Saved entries
<<<<
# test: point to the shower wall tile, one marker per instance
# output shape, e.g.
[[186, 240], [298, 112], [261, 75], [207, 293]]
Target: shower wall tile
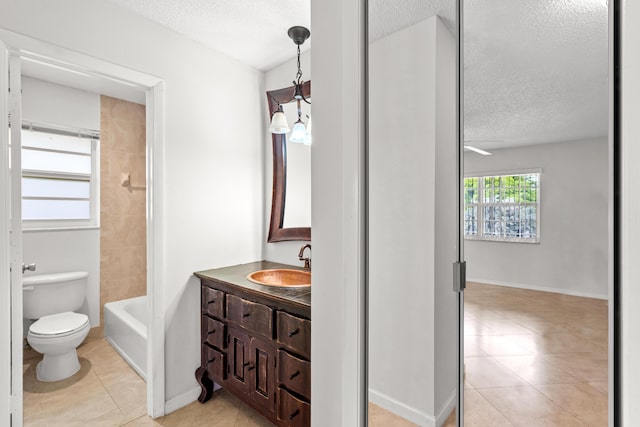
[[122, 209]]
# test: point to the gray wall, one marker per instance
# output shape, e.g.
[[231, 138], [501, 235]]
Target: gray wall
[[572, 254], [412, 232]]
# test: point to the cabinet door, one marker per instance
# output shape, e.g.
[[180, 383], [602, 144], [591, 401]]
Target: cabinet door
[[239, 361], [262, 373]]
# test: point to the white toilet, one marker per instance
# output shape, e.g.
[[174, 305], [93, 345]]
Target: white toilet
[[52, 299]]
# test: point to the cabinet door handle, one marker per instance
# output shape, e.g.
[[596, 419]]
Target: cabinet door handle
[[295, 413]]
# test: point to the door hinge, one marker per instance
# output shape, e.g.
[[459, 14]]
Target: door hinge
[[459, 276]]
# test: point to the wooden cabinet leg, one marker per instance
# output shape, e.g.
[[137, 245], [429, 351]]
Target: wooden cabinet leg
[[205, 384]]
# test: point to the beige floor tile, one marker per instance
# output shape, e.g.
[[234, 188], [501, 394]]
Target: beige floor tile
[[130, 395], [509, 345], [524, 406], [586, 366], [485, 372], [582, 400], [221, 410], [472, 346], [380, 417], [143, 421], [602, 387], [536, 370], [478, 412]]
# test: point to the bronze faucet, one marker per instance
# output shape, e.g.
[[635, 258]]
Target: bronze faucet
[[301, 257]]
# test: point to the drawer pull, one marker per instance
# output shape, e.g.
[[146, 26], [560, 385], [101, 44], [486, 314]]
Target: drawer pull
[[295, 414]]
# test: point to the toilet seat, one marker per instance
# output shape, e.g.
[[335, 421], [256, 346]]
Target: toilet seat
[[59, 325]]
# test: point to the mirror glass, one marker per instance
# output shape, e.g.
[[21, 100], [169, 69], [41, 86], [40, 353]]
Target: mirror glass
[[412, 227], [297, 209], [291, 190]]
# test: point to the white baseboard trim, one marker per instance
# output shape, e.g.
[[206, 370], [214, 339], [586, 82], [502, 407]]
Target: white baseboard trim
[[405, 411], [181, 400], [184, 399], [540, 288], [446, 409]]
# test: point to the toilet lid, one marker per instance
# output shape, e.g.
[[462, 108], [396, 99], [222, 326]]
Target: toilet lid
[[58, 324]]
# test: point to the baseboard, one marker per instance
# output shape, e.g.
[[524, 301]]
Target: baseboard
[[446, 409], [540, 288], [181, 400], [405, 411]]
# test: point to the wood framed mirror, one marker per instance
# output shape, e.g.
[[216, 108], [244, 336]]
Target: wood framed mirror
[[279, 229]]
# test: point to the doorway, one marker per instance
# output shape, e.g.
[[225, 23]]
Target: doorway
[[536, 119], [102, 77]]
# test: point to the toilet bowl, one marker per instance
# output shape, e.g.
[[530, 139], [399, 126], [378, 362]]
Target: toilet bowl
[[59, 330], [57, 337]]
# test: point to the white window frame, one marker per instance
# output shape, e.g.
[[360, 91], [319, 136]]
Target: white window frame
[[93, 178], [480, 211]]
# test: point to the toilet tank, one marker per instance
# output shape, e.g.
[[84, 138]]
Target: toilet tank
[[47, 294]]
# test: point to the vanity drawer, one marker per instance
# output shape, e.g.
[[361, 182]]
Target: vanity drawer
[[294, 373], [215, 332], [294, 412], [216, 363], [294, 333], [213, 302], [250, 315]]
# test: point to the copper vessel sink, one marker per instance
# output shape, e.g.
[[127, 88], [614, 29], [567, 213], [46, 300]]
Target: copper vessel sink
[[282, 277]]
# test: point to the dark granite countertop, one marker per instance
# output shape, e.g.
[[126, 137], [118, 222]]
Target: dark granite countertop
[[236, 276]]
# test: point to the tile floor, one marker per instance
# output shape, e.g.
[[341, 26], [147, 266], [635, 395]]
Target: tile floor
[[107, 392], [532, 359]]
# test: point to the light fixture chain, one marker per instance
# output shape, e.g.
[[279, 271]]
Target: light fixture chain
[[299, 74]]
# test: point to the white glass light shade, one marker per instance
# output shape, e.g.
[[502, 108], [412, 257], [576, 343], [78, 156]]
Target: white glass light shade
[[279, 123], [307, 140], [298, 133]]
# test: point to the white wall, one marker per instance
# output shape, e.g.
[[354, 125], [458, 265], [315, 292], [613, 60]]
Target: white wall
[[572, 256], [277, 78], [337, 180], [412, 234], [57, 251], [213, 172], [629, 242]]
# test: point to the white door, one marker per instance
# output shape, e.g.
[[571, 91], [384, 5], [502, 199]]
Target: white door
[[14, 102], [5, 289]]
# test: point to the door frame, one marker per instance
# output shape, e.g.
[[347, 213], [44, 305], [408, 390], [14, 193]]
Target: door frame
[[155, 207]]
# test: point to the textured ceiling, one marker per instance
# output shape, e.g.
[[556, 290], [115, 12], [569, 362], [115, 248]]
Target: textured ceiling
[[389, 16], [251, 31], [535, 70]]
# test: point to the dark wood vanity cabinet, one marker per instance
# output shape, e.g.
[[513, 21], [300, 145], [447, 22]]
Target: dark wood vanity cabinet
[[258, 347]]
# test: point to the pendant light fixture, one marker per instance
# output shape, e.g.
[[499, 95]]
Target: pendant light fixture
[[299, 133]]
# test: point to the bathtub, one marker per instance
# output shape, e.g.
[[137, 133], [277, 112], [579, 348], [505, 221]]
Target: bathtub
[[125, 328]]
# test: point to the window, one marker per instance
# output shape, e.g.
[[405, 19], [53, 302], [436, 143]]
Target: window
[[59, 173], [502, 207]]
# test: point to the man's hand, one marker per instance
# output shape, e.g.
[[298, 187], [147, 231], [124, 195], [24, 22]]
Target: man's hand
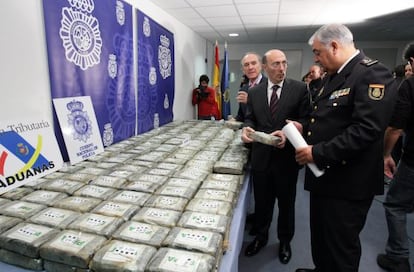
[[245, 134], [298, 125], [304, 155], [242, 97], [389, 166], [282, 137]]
>>>>
> [Problem description] Exactly reproduce each entry, but drop the pictures.

> [Exercise response]
# test: point to the shower wall tile, one marker per instance
# output shape, e.g.
[[186, 240], [298, 112], [261, 75], [207, 293]]
Target: shower wall tile
[[122, 209]]
# test: point to the gray wall, one marker per instance
# output shape, e.g.
[[231, 138], [501, 235]]
Target: gray wall
[[572, 254], [412, 232]]
# test: point to the cabinet door, one marker per instance
# output shape, e.g.
[[180, 383], [602, 144], [591, 401]]
Target: cabinet door
[[239, 361], [262, 373]]
# test: point to the white toilet, one marker per instance
# output shape, e.g.
[[174, 305], [93, 345]]
Target: white toilet
[[52, 299]]
# test: point to the cabinet door handle, one marker per instance
# output shape, e.g.
[[596, 419]]
Target: cabinet door handle
[[295, 413]]
# test: point to the door hinge, one marker per instance
# output shape, e.g.
[[459, 14]]
Target: door hinge
[[459, 276]]
# test: point to the wooden cabinet leg, one marker per instance
# output shape, e.g.
[[137, 245], [429, 351]]
Target: wooden cabinet leg
[[205, 384]]
# test: point to the beige floor tile, one marker per instance
# output shape, e.g.
[[234, 188], [501, 394]]
Target: beige floor tile
[[130, 395], [509, 345], [524, 406], [586, 366], [485, 372], [582, 400], [221, 410], [472, 346], [380, 417], [143, 421], [602, 387], [536, 370], [478, 412]]
# test: point to the bronze faucet, one marker per instance
# output shape, e.g.
[[635, 258]]
Target: bronze faucet
[[301, 257]]
# test: point to the drawer pull, one marker per instance
# output shape, e.g.
[[146, 26], [560, 385], [101, 44], [486, 314]]
Target: drawer pull
[[295, 414]]
# test: point to the toilet seat, one marker per instance
# output shape, e.g.
[[335, 421], [256, 346]]
Target: toilet seat
[[59, 325]]
# test: point to the mirror glass, one marker per instance
# output shape, e.g.
[[21, 100], [169, 69], [41, 86], [40, 353]]
Target: mirror glass
[[412, 227], [297, 209], [291, 190]]
# test: point to the white baseboard trim, one marker per instance
# output shape, e.g.
[[206, 370], [214, 339], [586, 82], [502, 407]]
Target: white baseboard trim
[[405, 411], [181, 400], [184, 399], [540, 288], [446, 409]]
# test: point to the toilet lid, one marker per instance
# output shape, e.g.
[[462, 108], [396, 99], [222, 326]]
Target: toilet lid
[[58, 324]]
# test: point to the baseboard, one marker per instance
# output shape, e.g.
[[524, 301]]
Target: baseboard
[[446, 409], [540, 288], [181, 400], [405, 411]]
# test: point to the wood framed mirror, one marker per instance
# output shape, e.g.
[[216, 108], [244, 336]]
Target: wood framed mirror
[[279, 229]]
# test: point to the doorway, one marker per instance
# output shape, e.g.
[[225, 23]]
Target: doorway
[[536, 119], [102, 77]]
# test: point to the toilet bowl, one marker per instance
# output shape, e.g.
[[530, 139], [399, 126], [378, 362]]
Target: toilet bowl
[[59, 330], [57, 337]]
# test: point to the white window frame, one marker per instance
# output shape, e.g.
[[360, 91], [319, 136]]
Target: white window frame
[[93, 178], [480, 211]]
# test: point to the toilet tank, one marker per instance
# output shape, e.g.
[[84, 138]]
Target: toilet tank
[[47, 294]]
# test: point to the vanity drawer, one marker per instance
# output shape, e.g.
[[361, 182]]
Target: vanity drawer
[[294, 373], [215, 332], [294, 412], [216, 363], [294, 333], [213, 302], [250, 315]]
# test: point to the copper vessel sink, one marker per instance
# output shape, e.g.
[[127, 88], [614, 29], [567, 213], [46, 300]]
Target: copper vessel sink
[[282, 277]]
# test: point to the dark granite countertop, one marker per instance
# output shape, e.g.
[[126, 137], [118, 222]]
Target: dark granite countertop
[[236, 276]]
# test: point to the tile floor, one marker per instance
# output shape, e.g.
[[341, 26], [147, 266], [635, 395]]
Target: tile floor
[[107, 392], [532, 359]]
# test: point to the light fixture chain, one marker per instance
# output shape, e.g.
[[279, 271]]
Target: light fixture chain
[[299, 74]]
# test: point to the white glass light shade, one marker per instance
# output shape, e.g.
[[502, 108], [412, 257], [576, 343], [78, 156]]
Target: white glass light shade
[[279, 123], [307, 140], [298, 133]]
# test: point to the white wall, one marker per instance
# output shape, e.g.
[[354, 125], [458, 265], [315, 292], [613, 60]]
Target: white wall
[[572, 256], [277, 78], [337, 180], [412, 234], [57, 251], [213, 172], [629, 242]]
# test: point to the white door, one marker per instance
# output shape, e.g.
[[571, 91], [384, 5], [502, 199]]
Target: white door
[[14, 102], [5, 289]]
# test: point to the door frame, one marker per instance
# output shape, e.g.
[[347, 213], [44, 305], [408, 390], [14, 193]]
Target: door frame
[[155, 207]]
# test: point to the textured ceiling, one marker per instance
# output shape, e.g.
[[556, 290], [115, 12], [569, 362], [115, 248]]
Target: textured ceiling
[[389, 16], [251, 31], [535, 70]]
# test: point to the dark wood vanity cabinet, one marker per instance
# output shape, e.g.
[[513, 21], [300, 145], [447, 22]]
Target: dark wood vanity cabinet
[[258, 347]]
# test: point to the pendant light fixture, one marker per instance
# output shape, e.g.
[[499, 95]]
Target: pendant light fixture
[[299, 133]]
# test: point to the bathtub, one marker per instance
# output shape, e.g.
[[137, 133], [277, 112], [579, 348], [505, 221]]
Target: bathtub
[[125, 328]]
# test: point to the window, one marker per instance
# output shape, e.g.
[[405, 19], [53, 302], [436, 143]]
Target: window
[[59, 173], [502, 207]]
# test: point to the man's hand, one marker per instance
# output shape, e.g.
[[298, 187], [147, 231], [124, 195], [24, 22]]
Target: man's hand
[[245, 134], [298, 125], [304, 155], [242, 97], [389, 166], [282, 137]]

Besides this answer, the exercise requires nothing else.